• **SOURCE**:
________

The FDA has enacted its first-ever, agency-wide policy allowing dogs, primates and other lab survivors to be retired after experiments.
In late 2018, 26 squirrel monkeys were released from a U.S. Food and Drug
Administration (FDA) lab after White Coat Waste Project successfully shut
down a wasteful $5.5 million nicotine addiction experiment on the primates.
Now, even more survivors will have a chance to make it out of FDA testing
labs alive.
As first reported in The Hill, following pressure from WCW and bipartisan
lawmakers, the FDA has enacted its first-ever, agency-wide policy allowing
dogs, primates and other lab survivors to be retired after experiments.
The FDA move comes after more than 1.2 million WCW advocates joined the #GiveThemBack campaign and asked the agency to retire lab animals. The policy breakthrough also follows the introduction of the AFTER Act in the House by Reps. Brendan Boyle (D-PA), Jackie Walorski (R-IN) and in the Senate by Susan Collins (R-ME) and Gary Peters (D-MI). The bipartisan bill would require all federal agencies to allow lab survivors to be adopted out to taxpayers or retired to sanctuaries.

________

• **DATA LISTING**:
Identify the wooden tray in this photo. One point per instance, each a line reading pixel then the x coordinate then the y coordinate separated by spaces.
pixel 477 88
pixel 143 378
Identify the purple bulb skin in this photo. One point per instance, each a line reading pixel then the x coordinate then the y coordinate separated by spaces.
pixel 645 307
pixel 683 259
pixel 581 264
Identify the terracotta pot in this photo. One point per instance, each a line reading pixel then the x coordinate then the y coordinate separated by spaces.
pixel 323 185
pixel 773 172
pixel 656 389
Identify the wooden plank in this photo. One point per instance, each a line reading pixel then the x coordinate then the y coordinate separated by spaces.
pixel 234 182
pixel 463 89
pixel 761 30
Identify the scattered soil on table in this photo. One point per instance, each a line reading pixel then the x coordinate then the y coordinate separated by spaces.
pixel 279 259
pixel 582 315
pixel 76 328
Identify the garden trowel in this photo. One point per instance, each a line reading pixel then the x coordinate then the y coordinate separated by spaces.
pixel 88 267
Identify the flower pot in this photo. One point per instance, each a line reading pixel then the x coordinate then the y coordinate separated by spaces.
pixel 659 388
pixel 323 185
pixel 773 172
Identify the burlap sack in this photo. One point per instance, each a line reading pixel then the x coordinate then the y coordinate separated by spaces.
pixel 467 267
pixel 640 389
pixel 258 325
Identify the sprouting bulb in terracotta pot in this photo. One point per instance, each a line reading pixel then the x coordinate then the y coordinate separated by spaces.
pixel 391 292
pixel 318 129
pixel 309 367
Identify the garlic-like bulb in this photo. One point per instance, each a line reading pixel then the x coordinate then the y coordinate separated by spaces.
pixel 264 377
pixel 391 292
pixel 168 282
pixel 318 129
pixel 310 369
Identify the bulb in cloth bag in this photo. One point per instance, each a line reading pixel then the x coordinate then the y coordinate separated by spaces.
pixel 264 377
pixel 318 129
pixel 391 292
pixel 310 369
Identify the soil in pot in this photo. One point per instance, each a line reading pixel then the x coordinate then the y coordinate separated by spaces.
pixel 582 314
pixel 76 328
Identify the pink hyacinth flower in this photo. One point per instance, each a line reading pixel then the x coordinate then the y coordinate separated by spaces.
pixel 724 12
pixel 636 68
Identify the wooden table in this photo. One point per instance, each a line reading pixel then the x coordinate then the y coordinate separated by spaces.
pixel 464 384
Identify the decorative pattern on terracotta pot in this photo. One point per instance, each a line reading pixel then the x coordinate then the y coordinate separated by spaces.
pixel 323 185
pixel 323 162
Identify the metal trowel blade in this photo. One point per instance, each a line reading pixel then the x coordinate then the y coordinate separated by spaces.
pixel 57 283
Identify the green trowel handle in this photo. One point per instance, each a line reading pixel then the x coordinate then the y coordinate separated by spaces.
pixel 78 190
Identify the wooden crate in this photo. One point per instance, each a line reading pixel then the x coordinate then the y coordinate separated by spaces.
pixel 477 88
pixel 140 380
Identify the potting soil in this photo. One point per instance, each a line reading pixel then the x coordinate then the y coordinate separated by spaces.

________

• **WRITTEN TASKS**:
#1 From the article on the FDA lab animal retirement policy, quote the passage from "Now, even more" up to and including "retired to sanctuaries.".
#2 Name every lawmaker mentioned in the article on the FDA lab animal retirement policy.

• **SOLUTION SET**:
#1
Now, even more survivors will have a chance to make it out of FDA testing
labs alive.
As first reported in The Hill, following pressure from WCW and bipartisan
lawmakers, the FDA has enacted its first-ever, agency-wide policy allowing
dogs, primates and other lab survivors to be retired after experiments.
The FDA move comes after more than 1.2 million WCW advocates joined the #GiveThemBack campaign and asked the agency to retire lab animals. The policy breakthrough also follows the introduction of the AFTER Act in the House by Reps. Brendan Boyle (D-PA), Jackie Walorski (R-IN) and in the Senate by Susan Collins (R-ME) and Gary Peters (D-MI). The bipartisan bill would require all federal agencies to allow lab survivors to be adopted out to taxpayers or retired to sanctuaries.

#2
- Brendan Boyle (D-PA)
- Jackie Walorski (R-IN)
- Susan Collins (R-ME)
- Gary Peters (D-MI)